# WHAT NEEDS TO BE DONE:
Repeat the passage on sexual orientation word for word, starting with "- Transgender. Someone" and going on through "sex), or bisexual.".

The teenage years can be a challenging and confusing time. Not only is your body changing, but your feelings may also be changing. This can cause a roller coaster of emotions as you explore your sexual identity.
It is during the teen years that most boys and girls begin to take a closer look at their sexual orientation. That's a term used to describe a person's physical and romantic attraction to other people.
WebMD takes a look at what it means to be lesbian, gay, bisexual, and transgender. We give you answers to some pressing questions.
What does LGBT mean?
LGBT stands for lesbian, gay, bisexual, and transgender. It's a term used to describe types of sexual orientation.
- Gay. A person -- male or female -- who is attracted to someone of the same sex.
- Lesbian. A female who is romantically and sexually attracted to other females. Lesbians are also considered gay.
- Bisexual. A male or female who is sexually attracted to both sexes.
- Transgender. Someone whose feelings about being male or female differ from their sexual anatomy. For example, a person may be considered male because they have a penis. But in their mind they may feel like a female. Transgender is not the same as being gay. Transgender people may be heterosexual (attracted to the opposite sex), homosexual (attracted to the same sex), or bisexual.
I'm not sure if I am homosexual or bisexual. How do I know for sure?
Determining sexual orientation can be confusing for some people. Sexual identity often develops over time. So you may not know who you really are attracted to until you are older.
It is not unusual for heterosexuals, or straight people, to have fantasies or be curious about people of the same sex. Just because you have these feelings doesn't mean that you are gay. But, if you are gay, in time, your sexual feelings towards a person of the same sex will become stronger and clearer.
Is there something wrong with me if I am gay?
No! There is absolutely nothing wrong with you. You are who you are.
Why am I like this? Can I avoid being gay?
There are many factors that contribute to a person's sexual orientation. These include biology, environment, hormones, and emotions. Homosexuality is not caused by poor parenting or sexual abuse.
Most experts agree that a person's sexual orientation cannot be changed. Still, many homosexual or bisexual people choose to live a heterosexual lifestyle, despite their feelings. Usually, this is to avoid prejudice against homosexuality.
Should I come out?
Hiding your sexual orientation, or pretending to be someone you are not, can be painful and lonely. Such pain can harm your self esteem and lead to destructive behaviors.
If you are putting yourself at risk, it is better to come out and reveal your sexual orientation rather than hide your true self. Despite the prejudice some gay people may experience, most people say they felt relieved, happy, and more confident after they came out.
Keep in mind, coming out doesn't mean telling everyone you know that you are gay. Start by telling someone you trust, someone who is understanding. It might be a friend, a sibling, a parent, or a teacher or counselor. Then, in time, as you become more comfortable with your sexual orientation, you can tell others.

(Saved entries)
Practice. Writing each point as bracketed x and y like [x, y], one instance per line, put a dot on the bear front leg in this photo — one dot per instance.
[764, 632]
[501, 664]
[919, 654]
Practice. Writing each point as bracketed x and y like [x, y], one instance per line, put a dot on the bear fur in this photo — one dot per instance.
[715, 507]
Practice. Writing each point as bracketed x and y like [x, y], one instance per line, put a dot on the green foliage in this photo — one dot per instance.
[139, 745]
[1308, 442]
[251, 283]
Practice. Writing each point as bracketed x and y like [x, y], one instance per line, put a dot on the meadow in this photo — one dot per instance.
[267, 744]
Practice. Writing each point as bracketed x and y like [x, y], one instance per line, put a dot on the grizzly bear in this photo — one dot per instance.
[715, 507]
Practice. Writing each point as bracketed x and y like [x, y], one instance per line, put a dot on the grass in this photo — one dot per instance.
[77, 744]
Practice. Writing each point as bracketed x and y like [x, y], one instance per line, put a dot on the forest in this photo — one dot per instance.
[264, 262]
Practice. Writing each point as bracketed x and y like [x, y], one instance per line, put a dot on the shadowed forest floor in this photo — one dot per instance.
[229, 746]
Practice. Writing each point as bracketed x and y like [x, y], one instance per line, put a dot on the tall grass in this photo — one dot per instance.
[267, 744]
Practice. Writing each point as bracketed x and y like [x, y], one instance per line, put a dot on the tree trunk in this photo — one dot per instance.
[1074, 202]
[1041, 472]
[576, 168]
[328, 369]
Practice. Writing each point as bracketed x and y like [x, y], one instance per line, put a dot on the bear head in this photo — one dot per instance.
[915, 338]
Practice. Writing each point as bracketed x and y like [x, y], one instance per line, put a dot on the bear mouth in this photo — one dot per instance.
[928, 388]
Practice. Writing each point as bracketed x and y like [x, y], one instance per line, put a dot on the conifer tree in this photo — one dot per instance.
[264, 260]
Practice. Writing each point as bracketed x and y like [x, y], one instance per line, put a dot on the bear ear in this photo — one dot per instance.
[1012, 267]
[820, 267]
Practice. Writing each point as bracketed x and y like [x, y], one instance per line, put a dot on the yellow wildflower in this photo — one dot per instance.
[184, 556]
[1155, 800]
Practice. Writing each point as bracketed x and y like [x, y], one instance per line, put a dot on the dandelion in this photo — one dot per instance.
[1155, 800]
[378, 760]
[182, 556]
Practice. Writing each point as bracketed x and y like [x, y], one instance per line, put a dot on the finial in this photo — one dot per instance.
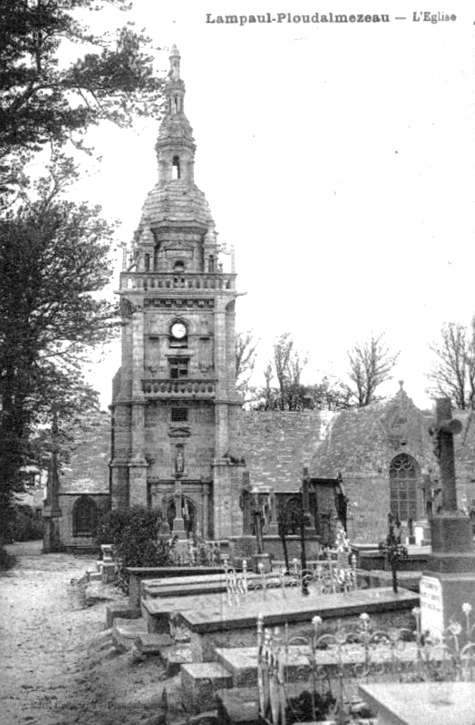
[175, 63]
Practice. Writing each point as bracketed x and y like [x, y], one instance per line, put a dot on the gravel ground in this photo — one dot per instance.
[57, 663]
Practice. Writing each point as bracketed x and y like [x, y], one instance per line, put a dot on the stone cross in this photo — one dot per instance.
[444, 431]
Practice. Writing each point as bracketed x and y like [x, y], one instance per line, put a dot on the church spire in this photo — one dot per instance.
[175, 146]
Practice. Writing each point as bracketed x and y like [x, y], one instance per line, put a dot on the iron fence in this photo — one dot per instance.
[328, 576]
[311, 679]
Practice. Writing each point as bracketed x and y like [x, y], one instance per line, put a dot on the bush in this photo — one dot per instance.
[133, 532]
[25, 525]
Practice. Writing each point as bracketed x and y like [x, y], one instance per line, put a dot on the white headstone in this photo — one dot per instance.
[432, 606]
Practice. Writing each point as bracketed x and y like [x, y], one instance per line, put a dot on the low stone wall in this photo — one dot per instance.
[139, 574]
[245, 547]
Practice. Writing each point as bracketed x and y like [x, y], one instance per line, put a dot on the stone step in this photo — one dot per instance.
[240, 705]
[200, 681]
[241, 662]
[175, 657]
[122, 610]
[126, 631]
[153, 644]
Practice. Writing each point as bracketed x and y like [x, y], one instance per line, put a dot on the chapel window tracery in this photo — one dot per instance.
[403, 478]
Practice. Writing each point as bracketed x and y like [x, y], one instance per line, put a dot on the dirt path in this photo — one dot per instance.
[57, 665]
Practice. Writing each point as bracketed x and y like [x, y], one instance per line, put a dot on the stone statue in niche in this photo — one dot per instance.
[179, 461]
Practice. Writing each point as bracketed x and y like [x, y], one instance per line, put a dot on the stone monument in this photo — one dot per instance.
[449, 581]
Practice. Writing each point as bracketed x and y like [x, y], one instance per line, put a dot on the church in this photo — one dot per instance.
[176, 416]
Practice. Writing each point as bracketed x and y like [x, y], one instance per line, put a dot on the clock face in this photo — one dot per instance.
[178, 330]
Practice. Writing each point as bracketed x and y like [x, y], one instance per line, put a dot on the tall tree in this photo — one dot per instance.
[288, 365]
[46, 99]
[453, 371]
[54, 262]
[370, 364]
[246, 346]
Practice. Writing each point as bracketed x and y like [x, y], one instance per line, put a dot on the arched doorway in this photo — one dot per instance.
[84, 517]
[403, 488]
[188, 512]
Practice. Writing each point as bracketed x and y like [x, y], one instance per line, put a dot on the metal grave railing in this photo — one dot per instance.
[311, 679]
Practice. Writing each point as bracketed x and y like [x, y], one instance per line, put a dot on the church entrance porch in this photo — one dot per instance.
[194, 510]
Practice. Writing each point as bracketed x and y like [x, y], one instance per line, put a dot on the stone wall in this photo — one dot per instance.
[65, 522]
[277, 444]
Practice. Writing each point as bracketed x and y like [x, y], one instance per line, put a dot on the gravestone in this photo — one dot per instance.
[449, 581]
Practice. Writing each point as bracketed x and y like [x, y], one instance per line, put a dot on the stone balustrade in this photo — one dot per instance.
[185, 388]
[189, 281]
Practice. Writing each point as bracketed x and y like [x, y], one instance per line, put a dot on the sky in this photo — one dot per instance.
[338, 159]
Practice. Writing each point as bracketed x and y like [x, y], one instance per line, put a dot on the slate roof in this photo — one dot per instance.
[364, 440]
[176, 201]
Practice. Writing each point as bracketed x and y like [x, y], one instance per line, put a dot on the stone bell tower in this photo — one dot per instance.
[175, 408]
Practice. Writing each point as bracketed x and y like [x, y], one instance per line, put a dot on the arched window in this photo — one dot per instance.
[176, 167]
[84, 517]
[403, 477]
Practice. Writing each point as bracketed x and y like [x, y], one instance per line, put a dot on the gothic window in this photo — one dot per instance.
[403, 476]
[178, 368]
[179, 415]
[176, 167]
[84, 517]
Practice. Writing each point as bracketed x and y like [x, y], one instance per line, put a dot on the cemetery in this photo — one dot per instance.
[320, 569]
[315, 640]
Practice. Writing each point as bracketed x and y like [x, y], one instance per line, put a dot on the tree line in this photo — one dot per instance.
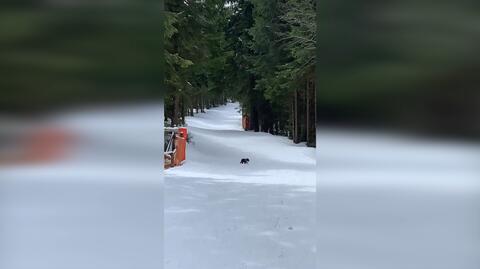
[258, 52]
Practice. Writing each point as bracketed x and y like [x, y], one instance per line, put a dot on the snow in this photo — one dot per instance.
[220, 214]
[101, 207]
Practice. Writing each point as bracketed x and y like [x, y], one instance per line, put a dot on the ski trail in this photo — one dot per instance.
[220, 214]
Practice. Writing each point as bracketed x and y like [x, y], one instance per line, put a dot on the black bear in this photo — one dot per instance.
[244, 161]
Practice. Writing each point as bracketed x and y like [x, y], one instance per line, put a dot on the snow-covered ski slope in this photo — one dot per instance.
[220, 214]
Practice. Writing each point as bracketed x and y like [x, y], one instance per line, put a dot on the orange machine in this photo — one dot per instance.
[175, 151]
[245, 122]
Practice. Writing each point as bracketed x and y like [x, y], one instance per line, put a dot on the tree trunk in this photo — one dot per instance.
[311, 113]
[176, 108]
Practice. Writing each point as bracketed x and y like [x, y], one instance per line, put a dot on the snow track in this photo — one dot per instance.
[220, 214]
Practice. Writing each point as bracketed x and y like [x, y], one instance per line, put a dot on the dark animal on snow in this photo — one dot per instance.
[244, 161]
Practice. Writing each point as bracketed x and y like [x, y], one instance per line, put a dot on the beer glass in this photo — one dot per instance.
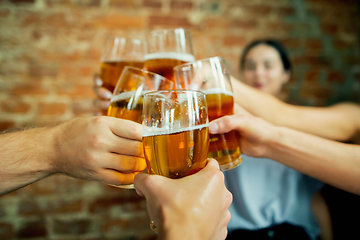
[166, 49]
[127, 99]
[212, 77]
[119, 52]
[175, 132]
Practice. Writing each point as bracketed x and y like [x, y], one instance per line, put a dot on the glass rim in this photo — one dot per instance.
[173, 90]
[164, 30]
[197, 61]
[136, 40]
[145, 71]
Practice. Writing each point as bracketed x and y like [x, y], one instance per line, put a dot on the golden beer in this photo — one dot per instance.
[164, 63]
[110, 71]
[127, 105]
[223, 147]
[177, 154]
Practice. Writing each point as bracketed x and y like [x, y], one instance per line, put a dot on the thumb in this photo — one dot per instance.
[140, 182]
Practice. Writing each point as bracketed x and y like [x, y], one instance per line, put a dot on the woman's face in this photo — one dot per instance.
[264, 70]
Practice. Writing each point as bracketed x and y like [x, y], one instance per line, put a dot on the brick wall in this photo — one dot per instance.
[49, 50]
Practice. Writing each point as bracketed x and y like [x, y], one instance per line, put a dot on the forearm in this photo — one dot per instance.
[25, 157]
[258, 103]
[335, 163]
[339, 122]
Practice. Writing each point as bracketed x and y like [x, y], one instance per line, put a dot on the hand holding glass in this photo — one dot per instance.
[212, 77]
[127, 99]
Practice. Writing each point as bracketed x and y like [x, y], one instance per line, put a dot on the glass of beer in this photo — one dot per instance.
[127, 99]
[212, 77]
[119, 52]
[166, 49]
[175, 132]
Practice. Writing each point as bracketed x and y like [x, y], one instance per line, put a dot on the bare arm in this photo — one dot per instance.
[335, 163]
[338, 122]
[98, 148]
[193, 207]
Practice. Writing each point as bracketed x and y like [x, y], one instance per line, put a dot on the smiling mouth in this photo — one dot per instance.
[258, 85]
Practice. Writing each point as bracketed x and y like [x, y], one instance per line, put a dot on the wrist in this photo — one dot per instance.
[273, 145]
[181, 228]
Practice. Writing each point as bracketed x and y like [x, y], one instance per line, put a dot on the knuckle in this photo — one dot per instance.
[98, 120]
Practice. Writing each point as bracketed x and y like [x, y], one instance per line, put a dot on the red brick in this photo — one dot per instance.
[32, 229]
[6, 231]
[42, 70]
[15, 106]
[244, 24]
[168, 21]
[6, 125]
[52, 108]
[157, 4]
[335, 76]
[104, 204]
[128, 4]
[286, 11]
[234, 41]
[52, 3]
[181, 5]
[89, 3]
[77, 91]
[4, 13]
[258, 10]
[29, 89]
[119, 21]
[22, 1]
[75, 227]
[214, 22]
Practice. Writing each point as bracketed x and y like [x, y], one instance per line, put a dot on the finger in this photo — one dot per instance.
[123, 163]
[102, 93]
[101, 104]
[139, 183]
[97, 80]
[125, 128]
[145, 183]
[124, 146]
[212, 163]
[226, 124]
[113, 177]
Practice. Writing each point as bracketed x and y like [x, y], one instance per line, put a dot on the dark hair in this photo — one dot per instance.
[272, 43]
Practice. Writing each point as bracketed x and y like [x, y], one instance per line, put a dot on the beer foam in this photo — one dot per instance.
[126, 95]
[186, 57]
[217, 91]
[154, 131]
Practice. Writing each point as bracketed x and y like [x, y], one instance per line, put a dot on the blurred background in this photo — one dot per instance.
[50, 49]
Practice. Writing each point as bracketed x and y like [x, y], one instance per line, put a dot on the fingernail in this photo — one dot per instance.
[107, 95]
[213, 127]
[98, 82]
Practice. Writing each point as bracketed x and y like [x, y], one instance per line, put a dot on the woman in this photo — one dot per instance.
[271, 201]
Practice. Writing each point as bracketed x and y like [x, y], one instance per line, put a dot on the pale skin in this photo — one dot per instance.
[98, 148]
[193, 207]
[335, 163]
[263, 70]
[110, 150]
[339, 122]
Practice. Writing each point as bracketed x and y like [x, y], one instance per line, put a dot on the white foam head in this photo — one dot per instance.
[186, 57]
[126, 95]
[154, 131]
[218, 91]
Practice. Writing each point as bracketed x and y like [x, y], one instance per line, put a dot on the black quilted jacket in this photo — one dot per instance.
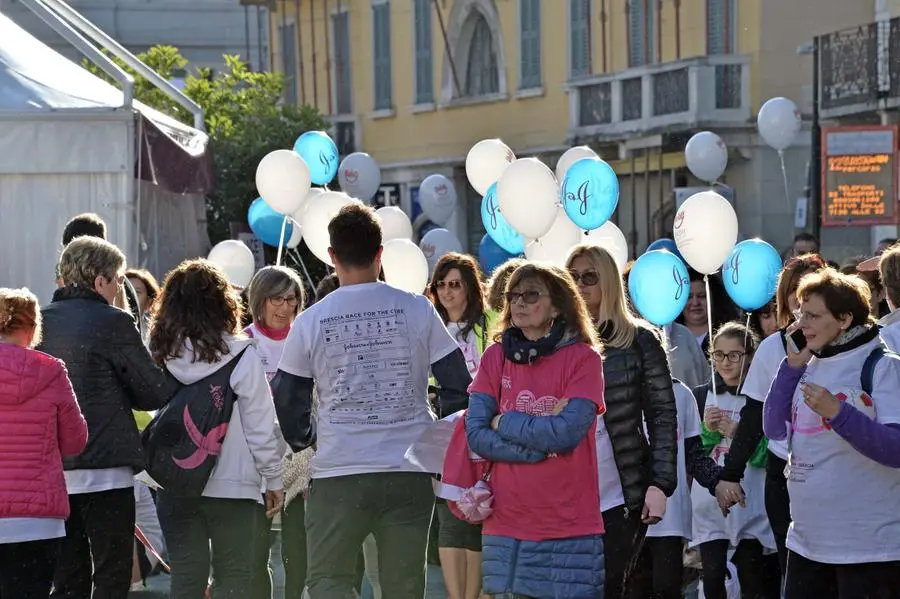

# ANSWER TO THE EXERCISE:
- Transgender. Someone whose feelings about being male or female differ from their sexual anatomy. For example, a person may be considered male because they have a penis. But in their mind they may feel like a female. Transgender is not the same as being gay. Transgender people may be heterosexual (attracted to the opposite sex), homosexual (attracted to the same sex), or bisexual.